__Problem to work on__
Write out the data below exactly, beginning with the first line and ending once the line that has "Query: wooden staircase" is written.

=== Data supplied ===

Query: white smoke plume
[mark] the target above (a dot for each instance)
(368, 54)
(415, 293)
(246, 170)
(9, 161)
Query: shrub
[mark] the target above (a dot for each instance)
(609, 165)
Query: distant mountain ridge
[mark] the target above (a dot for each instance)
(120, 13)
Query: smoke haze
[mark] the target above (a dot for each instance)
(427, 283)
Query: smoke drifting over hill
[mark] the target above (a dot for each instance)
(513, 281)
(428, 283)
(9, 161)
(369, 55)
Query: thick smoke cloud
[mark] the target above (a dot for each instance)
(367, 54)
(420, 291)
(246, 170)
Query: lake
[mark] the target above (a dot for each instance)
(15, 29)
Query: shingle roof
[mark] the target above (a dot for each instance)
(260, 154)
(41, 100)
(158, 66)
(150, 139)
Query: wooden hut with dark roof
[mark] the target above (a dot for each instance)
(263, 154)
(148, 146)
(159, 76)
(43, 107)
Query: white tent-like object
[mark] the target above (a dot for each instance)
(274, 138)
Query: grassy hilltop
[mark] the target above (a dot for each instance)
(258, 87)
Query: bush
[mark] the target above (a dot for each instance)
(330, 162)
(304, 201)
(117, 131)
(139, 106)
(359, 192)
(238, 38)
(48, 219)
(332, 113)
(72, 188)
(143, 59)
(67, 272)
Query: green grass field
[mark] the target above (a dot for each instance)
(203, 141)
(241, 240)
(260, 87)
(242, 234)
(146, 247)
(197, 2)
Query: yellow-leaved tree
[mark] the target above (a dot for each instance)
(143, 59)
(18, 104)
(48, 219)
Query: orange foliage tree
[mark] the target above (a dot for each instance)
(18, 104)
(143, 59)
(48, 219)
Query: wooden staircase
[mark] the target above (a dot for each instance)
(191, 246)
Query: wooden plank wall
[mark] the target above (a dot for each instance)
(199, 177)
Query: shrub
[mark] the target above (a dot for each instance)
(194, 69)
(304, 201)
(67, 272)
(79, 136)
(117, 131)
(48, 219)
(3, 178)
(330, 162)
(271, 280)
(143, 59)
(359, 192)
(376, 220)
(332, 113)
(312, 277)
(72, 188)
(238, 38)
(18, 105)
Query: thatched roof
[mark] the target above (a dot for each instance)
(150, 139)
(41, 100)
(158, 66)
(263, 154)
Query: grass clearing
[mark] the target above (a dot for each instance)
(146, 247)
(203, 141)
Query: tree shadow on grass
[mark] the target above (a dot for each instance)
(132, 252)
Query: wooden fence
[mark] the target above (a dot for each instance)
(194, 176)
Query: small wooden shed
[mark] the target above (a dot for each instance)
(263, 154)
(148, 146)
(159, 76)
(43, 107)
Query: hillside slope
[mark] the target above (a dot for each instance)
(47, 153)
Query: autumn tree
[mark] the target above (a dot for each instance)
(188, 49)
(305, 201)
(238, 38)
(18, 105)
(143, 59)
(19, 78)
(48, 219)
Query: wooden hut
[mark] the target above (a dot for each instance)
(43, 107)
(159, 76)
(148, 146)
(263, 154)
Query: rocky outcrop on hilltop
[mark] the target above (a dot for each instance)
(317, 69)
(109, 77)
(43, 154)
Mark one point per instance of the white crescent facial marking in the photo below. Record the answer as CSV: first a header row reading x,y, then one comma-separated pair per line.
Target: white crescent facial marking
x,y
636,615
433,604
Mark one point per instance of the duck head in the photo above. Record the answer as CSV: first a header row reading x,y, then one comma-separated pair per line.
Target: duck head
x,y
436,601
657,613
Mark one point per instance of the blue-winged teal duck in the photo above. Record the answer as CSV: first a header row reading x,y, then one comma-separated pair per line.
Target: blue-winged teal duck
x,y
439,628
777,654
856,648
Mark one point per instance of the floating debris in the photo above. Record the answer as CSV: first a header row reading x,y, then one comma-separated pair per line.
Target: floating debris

===

__Solved exercise__
Query: white smoke plume
[mark] the target above (a dot for each instance)
(368, 54)
(415, 293)
(246, 170)
(9, 161)
Query: shrub
[mark] the target above (a dot for each instance)
(609, 165)
Query: distant mountain ridge
[mark] the target above (a dot for each instance)
(120, 13)
Query: smoke haze
[mark] the target above (a dot for each instance)
(427, 283)
Query: smoke drifting over hill
[mark] the target above (a dot for each instance)
(513, 281)
(428, 283)
(9, 161)
(369, 55)
Query: thick smoke cloud
[mark] the target above (a dot for each instance)
(367, 54)
(420, 291)
(246, 170)
Query: lake
[mark] the target above (a dot for each instance)
(15, 29)
Query: shingle roof
[mark] the target above (a dot for each instance)
(260, 154)
(41, 100)
(158, 66)
(150, 139)
Query: wooden hut with dark roof
[mark] the target above (a dot for each instance)
(263, 154)
(148, 146)
(159, 76)
(43, 107)
Query: white tent-like object
[mark] the target above (a dot for each instance)
(274, 138)
Query: grassy hilltop
[mark] the target above (a dot for each instance)
(258, 87)
Query: bush
[mark] the target above (a dot for each instance)
(330, 162)
(304, 201)
(117, 131)
(139, 106)
(359, 192)
(238, 38)
(48, 219)
(332, 113)
(72, 188)
(143, 59)
(67, 272)
Query: green grass field
[mark] the target above (a dot for each instance)
(203, 141)
(241, 240)
(260, 87)
(242, 234)
(146, 247)
(197, 2)
Query: yellow-leaved tree
[mark] the target above (a dot for each instance)
(143, 59)
(18, 104)
(48, 219)
Query: orange foliage tree
[mark] the target above (a dot for each instance)
(18, 104)
(143, 59)
(48, 219)
Query: wooden staircase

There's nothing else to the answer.